**EXERCISE:**
In the interview with Stephanie Compton, what Instagram account does she use to talk about her work and educate about nutrition?

Interview with Stephanie Compton
By Divya Gopal
Stephanie Edwards Compton is a second year PhD student at Virginia Tech in Molecular and Cellular Nutrition. She received her undergraduate degree in Biology at Emory & Henry College, her Masters degree in Behavioral and Community Nutrition and Dietetics at Virginia Tech, and combined both fields of study for her PhD. She studies ovarian cancer and sphingolipids, a class of lipids with various cell signaling properties, and how they affect cellular metabolism!
Stephanie is clearly passionate about science communication. She uses her Instagram account (@steph.sci.access) to talk about her work with cancer and metabolism, educate about nutrition, and teach others how to look through pseudoscience nutrition messages we are bombarded with. She is also an advocate for accessibility and talks about how to increase accessibility in science and education. She believes everyone is a scientist, promoting how science should be available and open to everyone regardless of ability, education, or background.
What is your origin story?
I’m from Southwest Virginia. I was born and raised there. I’m kind of a first-generation college student; both of my parents got certificates, and I think my mother got an associate’s degree, but I’m the first one to get a higher education. I did my undergraduate studies at Emory & Henry College, which is a really small school in West Virginia, and then I did my master’s at Virginia Tech, which was Human Nutrition, Foods, and Exercise, but I did it in Community and Behavioral Nutrition. So, that’s how I know so much about nutrition, because I also did dietetics coursework. I thought I was going to become a registered dietitian and decided last minute to not do that. During my master’s, I decided to go back to doing basic science, like I had done in my undergrad, which was biology. I decided to kind of combine what I had done in my master’s, which was basically just learning about nutrition and dietetics, and combine that with the biology I had done during my undergrad, so it’s kind of like I’m investigating nutrition, but at a cellular level, which is really fun. Currently, I work with ovarian cancer and metabolism, so I’m looking at nutrition and doing that kind of stuff.

**RECORDED INFORMATION:**
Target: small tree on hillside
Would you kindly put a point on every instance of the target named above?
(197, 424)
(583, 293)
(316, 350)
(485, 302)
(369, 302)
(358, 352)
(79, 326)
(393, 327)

**RESPONSE TO THE TASK:**
@steph.sci.access